> **Selected excerpt**:
[Start of section]

In rapper Riz Ahmed's The Long Goodbye, we hear of an unapologetic account of what it means to be brown and British in the wake of Brexit and the rise of the far-right in the UK. Now, Manchester International Festival (MIF) along with inclusive platform Fuse have commissioned four local artists to create responses to the acclaimed album.
Graphic designer Jaheed Hussain (also the founder of Fuse), designer Urooj Ahmad, photographer Saidul Choudhury and photographer Grace Maisiri all posed the question, 'How did we get here?', and developed a series of photography, illustration and collage works that range from symbolic and surrealist imagery of identity to visual representations of the very real fear of racial attacks and the West's appropriation of South Asian culture.
"When we support internationally established artists like Riz Ahmed we're always interested in how the artist and the work can intersect with and inspire the creativity of artists in Manchester and Greater Manchester," says Mark Ball, MIF's creative director. "These vivid visual responses to The Long Goodbye speak powerfully to the issues of belonging, migration and identity in Riz's work and illustrate the depth of creative talent here."
Speaking of his contribution, Jaheed Hussain says: "The cultural significance of the project resonated with me massively, being a child of immigrants and being of Asian-British Bangladeshi heritage. I was born in Oldham, Greater Manchester and its home. However, my genetic roots are from a whole different country. My collages represent 'belonging' and a representation of introspective conversations I've had with myself about where I'm from.
"The Long Goodbye talks about feeling unwelcome in the UK, despite being born here, because of our cultural identity. To me, our identities belong in several places at once, despite where we may be right now & where we came from and that's what I wanted to capture."

[End of section]

> **Required action**: Go on with the article about the artists' responses to The Long Goodbye from the point where it stops. The lines that come next play no part here.

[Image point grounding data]
[Start of section]

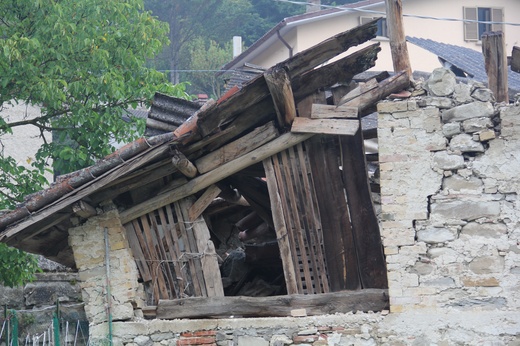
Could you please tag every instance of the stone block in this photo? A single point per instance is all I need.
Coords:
(392, 106)
(480, 282)
(465, 144)
(441, 82)
(451, 129)
(467, 111)
(442, 160)
(464, 210)
(487, 265)
(456, 183)
(488, 230)
(486, 135)
(434, 235)
(439, 102)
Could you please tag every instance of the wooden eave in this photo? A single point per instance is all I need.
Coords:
(253, 105)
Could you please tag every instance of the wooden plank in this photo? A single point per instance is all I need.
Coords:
(338, 240)
(173, 255)
(290, 178)
(515, 59)
(208, 260)
(369, 248)
(190, 250)
(256, 90)
(397, 36)
(289, 219)
(495, 61)
(137, 252)
(340, 71)
(182, 163)
(332, 112)
(279, 85)
(277, 306)
(203, 202)
(201, 182)
(368, 99)
(83, 209)
(280, 229)
(241, 146)
(325, 126)
(314, 221)
(155, 259)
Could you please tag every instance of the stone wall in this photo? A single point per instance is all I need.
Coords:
(449, 163)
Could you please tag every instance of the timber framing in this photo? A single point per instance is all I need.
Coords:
(274, 166)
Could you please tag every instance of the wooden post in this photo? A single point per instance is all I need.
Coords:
(515, 59)
(399, 50)
(495, 60)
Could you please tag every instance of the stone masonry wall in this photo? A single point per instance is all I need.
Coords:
(88, 244)
(450, 222)
(449, 191)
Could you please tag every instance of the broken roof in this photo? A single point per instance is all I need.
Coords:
(469, 61)
(40, 224)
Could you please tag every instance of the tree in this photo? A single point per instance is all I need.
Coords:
(207, 57)
(82, 62)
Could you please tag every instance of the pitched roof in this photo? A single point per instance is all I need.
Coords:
(288, 24)
(467, 60)
(138, 176)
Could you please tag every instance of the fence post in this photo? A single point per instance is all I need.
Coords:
(14, 337)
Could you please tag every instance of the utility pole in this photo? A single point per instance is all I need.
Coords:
(398, 48)
(495, 61)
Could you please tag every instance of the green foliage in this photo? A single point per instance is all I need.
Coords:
(82, 62)
(16, 267)
(206, 57)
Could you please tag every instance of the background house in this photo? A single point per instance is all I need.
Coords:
(422, 19)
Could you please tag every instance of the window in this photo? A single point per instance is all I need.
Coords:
(473, 30)
(382, 30)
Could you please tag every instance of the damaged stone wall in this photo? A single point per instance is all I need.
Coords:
(449, 163)
(449, 191)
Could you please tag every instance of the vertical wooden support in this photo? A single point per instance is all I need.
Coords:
(399, 50)
(281, 230)
(515, 59)
(495, 60)
(279, 85)
(369, 249)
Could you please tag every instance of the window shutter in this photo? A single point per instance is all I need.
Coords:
(497, 15)
(470, 29)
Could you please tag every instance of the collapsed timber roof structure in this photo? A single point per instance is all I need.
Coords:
(274, 165)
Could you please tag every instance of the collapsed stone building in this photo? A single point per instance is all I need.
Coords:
(440, 265)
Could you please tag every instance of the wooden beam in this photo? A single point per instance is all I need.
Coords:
(184, 165)
(495, 61)
(83, 209)
(515, 59)
(277, 306)
(398, 48)
(340, 71)
(241, 146)
(333, 112)
(203, 202)
(201, 182)
(325, 126)
(279, 85)
(368, 99)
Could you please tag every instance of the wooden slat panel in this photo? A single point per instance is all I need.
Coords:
(313, 221)
(338, 238)
(369, 249)
(190, 249)
(140, 258)
(280, 228)
(212, 281)
(281, 306)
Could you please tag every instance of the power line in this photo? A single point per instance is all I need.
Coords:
(347, 9)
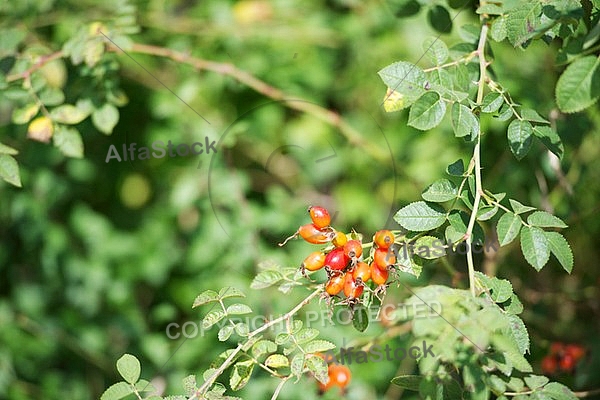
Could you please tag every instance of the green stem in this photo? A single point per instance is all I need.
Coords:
(477, 160)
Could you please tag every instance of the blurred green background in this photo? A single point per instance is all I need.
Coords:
(96, 258)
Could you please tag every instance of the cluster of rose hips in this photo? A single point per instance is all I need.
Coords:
(562, 357)
(339, 375)
(342, 259)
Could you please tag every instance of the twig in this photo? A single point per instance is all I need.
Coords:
(477, 160)
(39, 64)
(227, 69)
(202, 390)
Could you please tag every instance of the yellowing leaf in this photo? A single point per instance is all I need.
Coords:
(40, 129)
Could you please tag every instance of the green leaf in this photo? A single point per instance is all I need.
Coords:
(238, 309)
(492, 102)
(513, 305)
(10, 39)
(317, 346)
(579, 86)
(410, 382)
(50, 96)
(508, 228)
(522, 22)
(105, 118)
(68, 140)
(190, 385)
(404, 8)
(420, 216)
(560, 249)
(68, 114)
(318, 367)
(9, 170)
(263, 347)
(464, 122)
(265, 279)
(550, 139)
(500, 289)
(277, 361)
(297, 364)
(543, 219)
(436, 50)
(440, 191)
(24, 114)
(406, 79)
(4, 149)
(240, 374)
(306, 335)
(360, 319)
(427, 112)
(129, 368)
(429, 247)
(212, 318)
(534, 246)
(225, 332)
(439, 19)
(559, 391)
(519, 208)
(519, 333)
(230, 291)
(531, 115)
(117, 391)
(536, 381)
(498, 31)
(208, 296)
(457, 168)
(519, 137)
(486, 213)
(144, 386)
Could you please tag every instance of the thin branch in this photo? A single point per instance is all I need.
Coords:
(477, 160)
(227, 69)
(43, 60)
(202, 390)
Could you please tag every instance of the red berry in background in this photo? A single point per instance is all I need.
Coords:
(379, 276)
(549, 365)
(314, 261)
(362, 271)
(312, 234)
(353, 249)
(336, 259)
(340, 239)
(557, 348)
(575, 350)
(384, 238)
(384, 257)
(320, 216)
(335, 284)
(352, 288)
(339, 375)
(567, 362)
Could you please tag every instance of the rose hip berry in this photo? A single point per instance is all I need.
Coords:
(362, 271)
(353, 288)
(353, 249)
(335, 284)
(336, 259)
(314, 261)
(384, 257)
(379, 276)
(384, 239)
(312, 234)
(320, 216)
(340, 239)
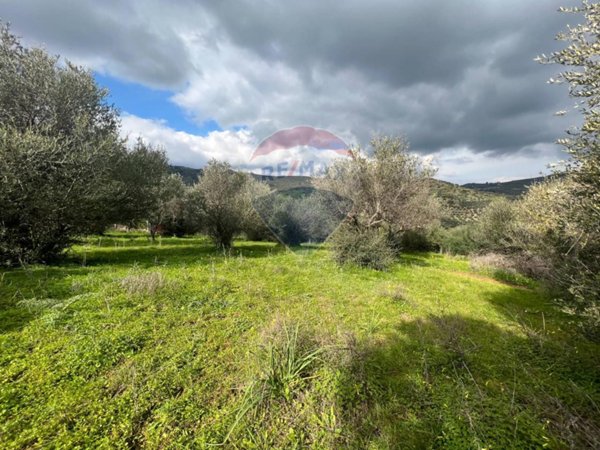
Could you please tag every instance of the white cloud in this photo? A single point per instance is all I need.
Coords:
(423, 69)
(234, 147)
(191, 150)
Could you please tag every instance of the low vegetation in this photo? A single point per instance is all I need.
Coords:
(173, 344)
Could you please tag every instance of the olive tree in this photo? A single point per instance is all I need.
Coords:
(578, 267)
(389, 192)
(225, 198)
(64, 170)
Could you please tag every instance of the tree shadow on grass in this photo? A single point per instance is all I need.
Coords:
(149, 255)
(54, 281)
(449, 381)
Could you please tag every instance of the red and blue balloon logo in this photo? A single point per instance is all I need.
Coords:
(299, 150)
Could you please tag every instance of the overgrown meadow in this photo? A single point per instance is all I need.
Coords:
(174, 344)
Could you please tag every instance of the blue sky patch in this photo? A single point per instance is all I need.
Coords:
(148, 103)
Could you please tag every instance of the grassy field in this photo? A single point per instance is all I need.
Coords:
(130, 344)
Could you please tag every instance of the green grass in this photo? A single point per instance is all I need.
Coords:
(129, 344)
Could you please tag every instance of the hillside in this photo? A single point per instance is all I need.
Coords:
(461, 204)
(512, 188)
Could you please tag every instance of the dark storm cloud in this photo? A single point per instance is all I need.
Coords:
(136, 47)
(446, 74)
(406, 44)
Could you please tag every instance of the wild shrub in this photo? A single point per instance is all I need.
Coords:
(362, 247)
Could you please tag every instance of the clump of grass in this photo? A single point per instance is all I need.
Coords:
(289, 359)
(143, 283)
(511, 270)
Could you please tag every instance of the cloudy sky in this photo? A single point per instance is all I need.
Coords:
(213, 78)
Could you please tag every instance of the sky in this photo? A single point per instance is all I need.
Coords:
(212, 79)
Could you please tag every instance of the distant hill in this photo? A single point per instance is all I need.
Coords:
(512, 188)
(189, 175)
(462, 204)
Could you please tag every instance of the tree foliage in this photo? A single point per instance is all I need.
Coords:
(390, 193)
(575, 207)
(64, 170)
(225, 202)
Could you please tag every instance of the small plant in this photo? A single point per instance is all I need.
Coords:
(362, 247)
(143, 283)
(289, 360)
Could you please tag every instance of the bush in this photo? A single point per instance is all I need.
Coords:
(362, 247)
(459, 240)
(416, 241)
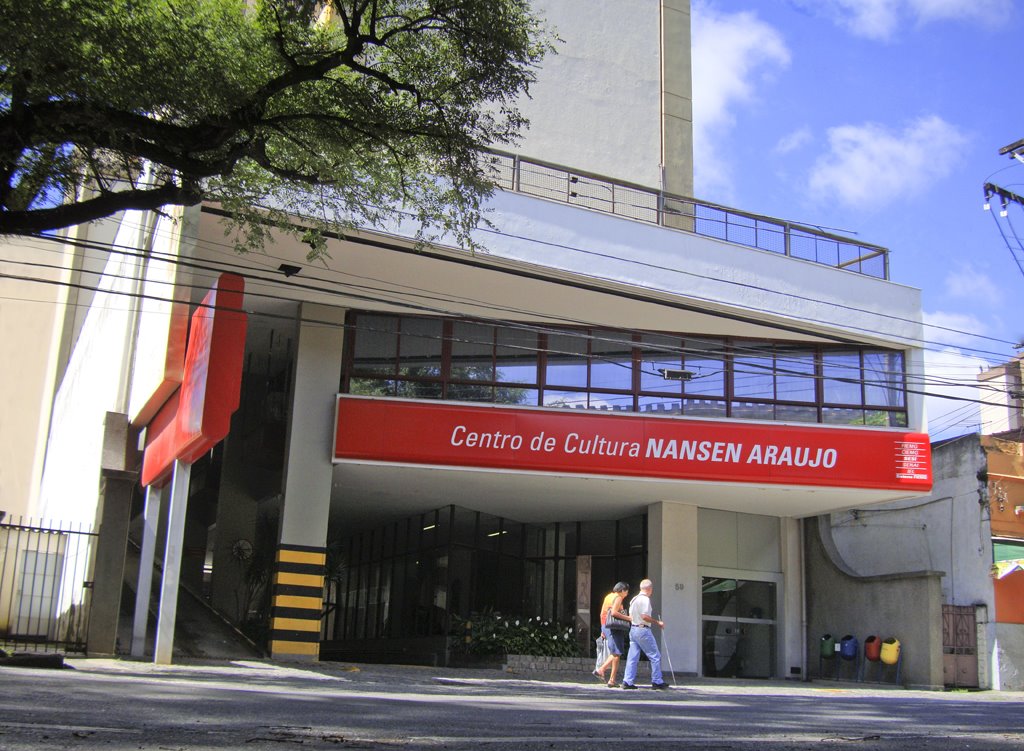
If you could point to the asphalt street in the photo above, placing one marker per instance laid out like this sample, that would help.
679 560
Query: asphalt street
258 705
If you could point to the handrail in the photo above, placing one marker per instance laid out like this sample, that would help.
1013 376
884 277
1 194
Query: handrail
544 179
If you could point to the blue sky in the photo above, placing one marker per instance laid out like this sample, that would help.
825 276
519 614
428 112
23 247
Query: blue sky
884 118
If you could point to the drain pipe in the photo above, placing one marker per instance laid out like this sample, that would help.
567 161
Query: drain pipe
803 603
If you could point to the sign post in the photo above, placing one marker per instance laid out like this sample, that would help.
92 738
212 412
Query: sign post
195 419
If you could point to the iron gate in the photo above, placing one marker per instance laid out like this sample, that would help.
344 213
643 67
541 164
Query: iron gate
45 572
960 645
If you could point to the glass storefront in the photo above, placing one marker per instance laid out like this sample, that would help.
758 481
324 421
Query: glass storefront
422 577
738 625
598 369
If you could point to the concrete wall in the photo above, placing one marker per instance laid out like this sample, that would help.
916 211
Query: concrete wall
756 547
29 311
905 606
946 531
596 103
1008 657
673 545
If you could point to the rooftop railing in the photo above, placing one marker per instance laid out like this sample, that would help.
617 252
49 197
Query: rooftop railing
643 204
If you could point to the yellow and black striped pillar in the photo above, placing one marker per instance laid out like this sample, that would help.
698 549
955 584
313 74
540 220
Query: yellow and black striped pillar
298 601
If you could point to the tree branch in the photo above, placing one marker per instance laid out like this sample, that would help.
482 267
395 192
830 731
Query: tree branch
37 220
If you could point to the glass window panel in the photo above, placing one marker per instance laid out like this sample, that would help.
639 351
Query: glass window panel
470 392
753 371
795 376
418 389
376 344
472 351
668 405
757 599
566 361
631 536
657 352
516 356
611 361
597 538
512 539
565 400
705 408
372 387
842 416
842 377
884 379
464 527
420 347
750 411
705 359
792 413
884 418
611 402
516 395
489 531
718 596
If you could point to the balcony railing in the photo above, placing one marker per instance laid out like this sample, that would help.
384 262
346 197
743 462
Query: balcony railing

[End of section]

> **Output of the exercise**:
Urooj Ahmad series of illustrations give us a flavour of fused cultures and history: "Growing up South Asian in Western society was very difficult and the older I got the harder it was to find the balance where I fit in both places. This series depicts the deep history embedded within my South Asian roots, portraying the reality of the diaspora and what many of us have to go through on a daily basis."
Of her work, Saidul Choudhury adds: "I was interested in doing this project because living in Manchester within my own community I felt safe, but once I had to start travelling out of the area for other commitments and work, I noticed how low my confidence was, particularly while commuting. When something major has happened in the news in the name of my religion is when I've felt the lowest and judged as though many were confronting me with their eyes, but as I've become an adult and outgrown my fears I feel normal and know I'll always be part of my city no matter what."
Photographer Grace Maisiri, meanwhile tells us that: "No matter who you are or where you come from, home is where the heart is. Home is where you feel safe and are able to expand your roots. From Africa to the United Kingdom, this planet is home, and it doesn't matter what you look like, where you are from or what you do as long as you put a stamp on this planet with love in your heart."